__To do__. Your task is to reproduce exactly the lines from the one containing "Objective — one point on each instance of the weathered" through the last line below, both ends included, and nothing else, with no pictures.

__Data to use__.
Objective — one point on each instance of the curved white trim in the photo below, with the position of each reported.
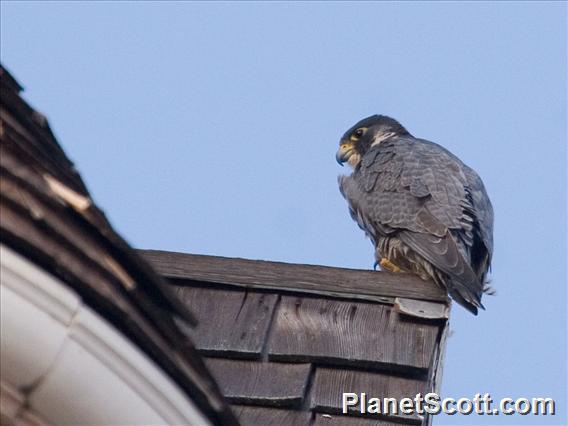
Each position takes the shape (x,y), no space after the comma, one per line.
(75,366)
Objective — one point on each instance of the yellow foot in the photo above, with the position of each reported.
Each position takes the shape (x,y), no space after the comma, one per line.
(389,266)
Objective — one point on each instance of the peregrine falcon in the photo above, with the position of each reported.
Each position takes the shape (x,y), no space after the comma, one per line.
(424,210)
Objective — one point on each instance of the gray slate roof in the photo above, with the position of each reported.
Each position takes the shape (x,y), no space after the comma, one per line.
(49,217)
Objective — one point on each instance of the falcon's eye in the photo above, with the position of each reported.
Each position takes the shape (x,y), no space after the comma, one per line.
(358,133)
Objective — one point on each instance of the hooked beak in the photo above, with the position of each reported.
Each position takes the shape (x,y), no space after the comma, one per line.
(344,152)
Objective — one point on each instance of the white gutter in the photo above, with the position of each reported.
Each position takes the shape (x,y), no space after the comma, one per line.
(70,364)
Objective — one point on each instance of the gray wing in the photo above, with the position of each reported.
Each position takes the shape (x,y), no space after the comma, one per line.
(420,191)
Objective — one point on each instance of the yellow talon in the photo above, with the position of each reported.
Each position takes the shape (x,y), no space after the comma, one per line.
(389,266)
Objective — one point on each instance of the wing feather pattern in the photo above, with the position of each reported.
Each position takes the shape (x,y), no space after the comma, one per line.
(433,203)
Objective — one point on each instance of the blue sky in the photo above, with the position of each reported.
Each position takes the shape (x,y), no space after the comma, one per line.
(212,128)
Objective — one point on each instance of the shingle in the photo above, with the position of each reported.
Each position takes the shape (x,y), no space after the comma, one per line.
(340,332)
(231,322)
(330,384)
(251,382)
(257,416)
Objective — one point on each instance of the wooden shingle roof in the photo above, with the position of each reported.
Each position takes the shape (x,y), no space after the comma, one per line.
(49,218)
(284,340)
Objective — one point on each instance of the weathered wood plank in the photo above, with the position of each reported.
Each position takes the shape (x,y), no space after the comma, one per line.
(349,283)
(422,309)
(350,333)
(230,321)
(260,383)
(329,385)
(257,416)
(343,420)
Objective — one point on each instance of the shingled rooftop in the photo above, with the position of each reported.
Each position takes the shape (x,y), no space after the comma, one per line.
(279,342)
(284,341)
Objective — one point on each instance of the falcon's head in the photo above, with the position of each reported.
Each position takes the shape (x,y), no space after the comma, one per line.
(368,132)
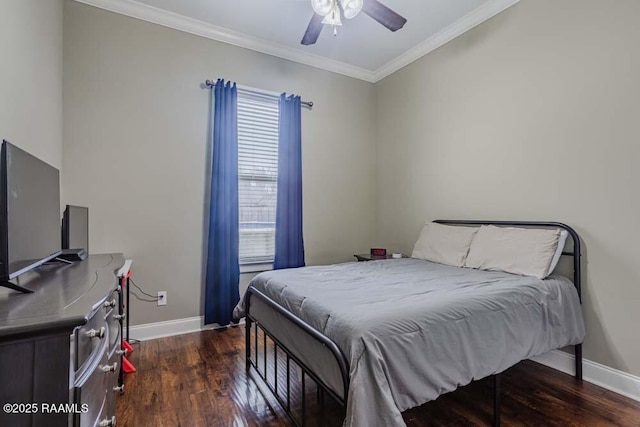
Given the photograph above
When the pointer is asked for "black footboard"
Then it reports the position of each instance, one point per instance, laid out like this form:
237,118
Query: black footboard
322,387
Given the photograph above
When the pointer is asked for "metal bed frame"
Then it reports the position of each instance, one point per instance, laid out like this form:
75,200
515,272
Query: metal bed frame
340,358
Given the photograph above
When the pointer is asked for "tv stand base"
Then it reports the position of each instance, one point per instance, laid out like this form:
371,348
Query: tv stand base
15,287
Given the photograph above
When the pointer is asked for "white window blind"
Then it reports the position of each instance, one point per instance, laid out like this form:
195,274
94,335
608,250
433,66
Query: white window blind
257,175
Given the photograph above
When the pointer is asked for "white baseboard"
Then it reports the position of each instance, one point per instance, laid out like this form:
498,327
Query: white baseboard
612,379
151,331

__Output for this task__.
Objective — one point on each instance of the weathered wood plank in the photo above, with the position of each reported.
Each position takes the shape (x,y), no space after the comma, one per line.
(349,283)
(422,309)
(350,333)
(230,321)
(260,383)
(329,385)
(257,416)
(343,420)
Objective — one point on each instance of the shingled rooftop in the photo above, with the position of each reported.
Each position takes the shape (x,y), no space after the comma, one per line.
(279,342)
(284,341)
Objective — one point on each instance of the falcon's head in the photo above, with the position of each reported.
Each position takes the shape (x,y), no space after the comma, one per line.
(368,132)
Given the photograph above
When the pointer is asked for "black footboard"
Then it reports the position of each instance, one point per instance, laid out like this form:
237,118
Query: black footboard
322,387
Given the photograph above
When the pointer is asked for "metal bed frame"
Then it reports the position of each instance, one point per instance, laid out like this form:
75,200
515,272
Query: metal bed frame
340,358
Given the photograph above
When the pointer is asked for "tv stand base"
Then it reports the position of each instance, one point per instance, laid out like this form:
371,348
Query: tv stand base
15,287
Given the photograph above
When the pointer is asked for "white window blind"
Then it reports the position of each instance, one point per instance, laid out like this form:
195,274
94,335
608,250
433,66
Query: white window blind
257,175
Given the photograph above
When the pointer is asked for "white baseboard"
Then it reports the position of each instance, one point per instance, laid out like this form:
498,327
Query: white baseboard
612,379
151,331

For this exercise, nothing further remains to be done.